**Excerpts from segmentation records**
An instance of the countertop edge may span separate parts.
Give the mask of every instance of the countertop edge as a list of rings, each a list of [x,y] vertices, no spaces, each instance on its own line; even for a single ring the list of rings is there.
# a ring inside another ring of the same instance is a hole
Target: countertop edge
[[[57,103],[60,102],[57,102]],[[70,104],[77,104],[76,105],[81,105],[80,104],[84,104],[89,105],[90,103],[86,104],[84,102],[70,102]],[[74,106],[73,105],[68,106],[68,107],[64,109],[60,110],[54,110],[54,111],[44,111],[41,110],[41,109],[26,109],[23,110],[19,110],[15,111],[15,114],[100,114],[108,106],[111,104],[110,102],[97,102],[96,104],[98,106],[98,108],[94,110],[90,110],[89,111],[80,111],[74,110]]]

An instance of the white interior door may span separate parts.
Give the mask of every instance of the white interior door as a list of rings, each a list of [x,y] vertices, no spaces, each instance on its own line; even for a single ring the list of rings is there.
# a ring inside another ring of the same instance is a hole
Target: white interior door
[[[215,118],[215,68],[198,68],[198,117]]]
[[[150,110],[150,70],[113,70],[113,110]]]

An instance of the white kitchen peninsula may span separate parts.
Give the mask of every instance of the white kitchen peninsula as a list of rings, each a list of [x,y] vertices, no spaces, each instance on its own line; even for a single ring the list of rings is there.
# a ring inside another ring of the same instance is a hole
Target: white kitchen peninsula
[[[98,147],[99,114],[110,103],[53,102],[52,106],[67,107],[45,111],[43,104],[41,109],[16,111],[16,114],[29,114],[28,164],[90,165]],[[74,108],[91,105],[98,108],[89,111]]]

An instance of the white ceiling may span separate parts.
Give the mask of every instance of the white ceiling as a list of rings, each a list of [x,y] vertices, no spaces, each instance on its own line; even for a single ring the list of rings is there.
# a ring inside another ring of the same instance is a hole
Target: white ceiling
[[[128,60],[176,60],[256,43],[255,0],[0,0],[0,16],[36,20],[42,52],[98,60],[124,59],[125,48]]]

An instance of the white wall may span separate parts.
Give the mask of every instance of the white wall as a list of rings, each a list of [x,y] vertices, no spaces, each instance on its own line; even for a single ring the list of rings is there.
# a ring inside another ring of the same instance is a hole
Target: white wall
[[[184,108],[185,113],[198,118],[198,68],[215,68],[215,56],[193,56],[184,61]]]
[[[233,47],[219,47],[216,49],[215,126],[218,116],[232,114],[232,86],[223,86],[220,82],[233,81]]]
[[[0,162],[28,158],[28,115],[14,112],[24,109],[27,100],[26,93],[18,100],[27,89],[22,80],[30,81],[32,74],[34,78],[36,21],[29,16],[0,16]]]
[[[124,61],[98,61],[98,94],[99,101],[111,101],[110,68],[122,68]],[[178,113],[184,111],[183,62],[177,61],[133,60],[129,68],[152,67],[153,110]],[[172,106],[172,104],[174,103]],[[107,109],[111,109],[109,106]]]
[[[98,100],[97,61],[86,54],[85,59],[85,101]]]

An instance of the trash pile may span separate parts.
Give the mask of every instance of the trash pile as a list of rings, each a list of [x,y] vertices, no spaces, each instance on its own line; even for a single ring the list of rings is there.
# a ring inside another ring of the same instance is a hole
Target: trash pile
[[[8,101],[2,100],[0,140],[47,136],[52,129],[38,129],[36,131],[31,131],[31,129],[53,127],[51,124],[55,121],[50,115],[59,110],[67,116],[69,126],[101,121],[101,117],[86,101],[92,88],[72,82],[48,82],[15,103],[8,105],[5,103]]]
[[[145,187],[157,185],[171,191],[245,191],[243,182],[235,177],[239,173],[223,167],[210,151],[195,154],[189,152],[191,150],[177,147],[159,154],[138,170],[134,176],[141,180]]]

**WHAT IS REQUIRED**
Reproduce the entire listing above, character for character, from its first line to its last.

**FINISHED TASK**
An instance of the countertop edge may span separate parts.
Give the mask of every instance of the countertop edge as a list of rings, each a list of [x,y] vertices, no spaces, each instance on its own line; even for a single ring the list of rings is there.
# a ring inside another ring of the same instance is a hole
Target: countertop edge
[[[57,103],[60,102],[57,102]],[[70,104],[77,104],[76,105],[81,105],[80,104],[84,104],[89,105],[90,103],[86,104],[84,102],[70,102]],[[74,106],[73,105],[68,106],[68,107],[64,109],[60,110],[54,110],[54,111],[44,111],[41,110],[41,109],[26,109],[23,110],[19,110],[15,111],[15,114],[100,114],[108,106],[111,104],[110,102],[97,102],[96,104],[98,106],[98,108],[94,110],[90,110],[89,111],[80,111],[74,110]]]

An instance of the white interior door may span separate parts.
Give the mask of every instance of the white interior door as a list of rings, each a list of [x,y] vertices, no spaces, each instance on its own line; even for a single ring the list of rings is there.
# a ring inside another ring of the same instance is a hole
Target: white interior door
[[[215,118],[215,68],[198,68],[198,117]]]
[[[150,110],[150,70],[113,70],[113,110]]]

An instance of the white kitchen peninsula may span separate parts.
Give the mask of every instance of the white kitchen peninsula as a list of rings, each a list of [x,y] vertices, no spaces, each instance on its own line; even for a single ring the list of rings is there.
# a ring inside another ring of the same instance is a hole
Target: white kitchen peninsula
[[[98,147],[99,114],[110,103],[53,102],[52,106],[67,107],[45,111],[43,104],[41,109],[16,111],[16,114],[29,114],[28,164],[90,165]],[[74,108],[91,105],[98,108],[89,111]]]

An instance of the white ceiling may span separate parts.
Give the mask of every instance of the white ceiling as a list of rings, each a list of [x,y] vertices, no spaces, each instance on its own line; even for a single ring the list of rings is there.
# a ring inside another ring of the same instance is a hole
Target: white ceiling
[[[128,60],[176,60],[256,43],[255,0],[0,0],[0,16],[36,20],[42,52],[98,60],[124,59],[125,48]]]

An instance of the white wall may span separate parts.
Give the mask of every instance of the white wall as a list of rings, each a list of [x,y] vertices, no spaces, each instance on its own line; even for a single ring the list of rings is there.
# a ring inside another ring of the same instance is a hole
Target: white wall
[[[184,108],[185,113],[198,118],[198,68],[215,68],[215,56],[193,56],[184,61]]]
[[[233,47],[219,47],[216,49],[215,126],[218,116],[232,114],[232,86],[223,86],[220,82],[233,81]]]
[[[0,162],[28,158],[28,115],[14,112],[24,109],[27,100],[26,93],[18,100],[27,89],[22,80],[30,81],[32,74],[34,78],[36,21],[29,16],[0,16]]]
[[[124,61],[98,61],[98,94],[99,101],[111,101],[110,68],[122,68]],[[178,113],[184,111],[183,62],[177,61],[133,60],[129,68],[152,67],[153,110]],[[172,106],[172,104],[174,103]],[[107,109],[111,109],[109,106]]]
[[[98,100],[97,61],[86,54],[85,59],[85,101]]]

An instance of the trash pile may span separate parts.
Give the mask of every instance of the trash pile as a list of rings, each a list of [x,y] vertices, no spaces, each instance on its own line; even for a single ring the list of rings is there.
# a ring inside another ring of the same instance is a hole
Target: trash pile
[[[8,101],[2,100],[0,140],[47,136],[52,129],[38,129],[36,131],[31,131],[31,129],[53,127],[51,124],[55,121],[50,115],[59,110],[67,116],[69,126],[101,121],[101,117],[86,101],[92,88],[72,82],[48,82],[15,103],[8,105],[5,103]]]
[[[145,187],[157,185],[171,191],[245,191],[243,182],[235,177],[239,173],[223,167],[210,151],[195,154],[189,152],[191,150],[177,147],[159,154],[138,170],[134,176],[141,180]]]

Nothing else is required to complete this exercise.